-- begin --

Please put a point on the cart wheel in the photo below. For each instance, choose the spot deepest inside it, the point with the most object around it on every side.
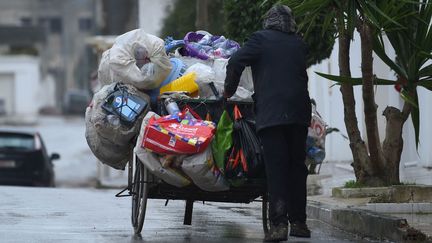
(139, 195)
(265, 213)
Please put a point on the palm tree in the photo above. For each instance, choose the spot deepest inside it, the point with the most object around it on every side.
(406, 25)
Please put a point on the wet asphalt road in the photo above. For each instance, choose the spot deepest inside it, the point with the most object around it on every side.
(94, 215)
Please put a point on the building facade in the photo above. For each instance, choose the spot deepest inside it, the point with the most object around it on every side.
(65, 24)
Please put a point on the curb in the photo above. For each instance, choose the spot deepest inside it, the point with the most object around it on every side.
(366, 223)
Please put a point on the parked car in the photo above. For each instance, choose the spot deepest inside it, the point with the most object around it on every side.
(24, 159)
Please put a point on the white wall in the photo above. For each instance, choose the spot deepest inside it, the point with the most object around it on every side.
(330, 105)
(25, 70)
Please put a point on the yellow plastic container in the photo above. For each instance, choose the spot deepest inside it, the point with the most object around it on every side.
(184, 83)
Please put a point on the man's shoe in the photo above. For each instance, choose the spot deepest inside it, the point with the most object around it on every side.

-- end --

INSTRUCTIONS TO FOLLOW: Render every line of the listing above as a Markdown table with the columns "Row" and "Text": number the rows in order, skip blank lines, and leave out the pictures.

WRITTEN SOLUTION:
| Row | Text |
|---|---|
| 1 | Please put a point on the cart wheel in the photo below. For each instance, choose the spot deepest inside it, the point with the most object around it on every side. |
| 2 | (139, 195) |
| 3 | (265, 213) |
| 4 | Please put a point on the palm tree in the photo above. For each instance, choose the spot deepest inside it, the point with the most object around it on every side. |
| 5 | (406, 25) |
| 6 | Please put a point on the wet asphalt road in the photo above. For each instance, choose the spot deepest inside it, the point with the most object around it on every side. |
| 7 | (94, 215) |
| 8 | Please put a point on the building facade in the photo above. For each instance, choose the spot deepest inside it, the point with the most object around it on every side. |
| 9 | (65, 24) |
| 10 | Please put a point on the curb in the photo above. For each instance, choose the spot deepest inside it, the point with the most object around it on every side. |
| 11 | (366, 223) |
| 12 | Please put a point on the parked car in the photo above. For each instance, choose the spot deepest inside it, the point with the most object around it on every side. |
| 13 | (24, 159) |
| 14 | Please put a point on the white wall in the photo above. For each instance, choose the spot deepest inside it, the point with the most object around it on every side. |
| 15 | (330, 105) |
| 16 | (25, 70) |
| 17 | Please put a point on the yellow plastic container in the photo above. For each instance, choose the spot deepest inside it, the point with the most object around it on every side. |
| 18 | (184, 83) |
| 19 | Please put a point on the man's shoe in the photo above. For each instance, choose the spot deepest inside it, the point with the most object around it on every side. |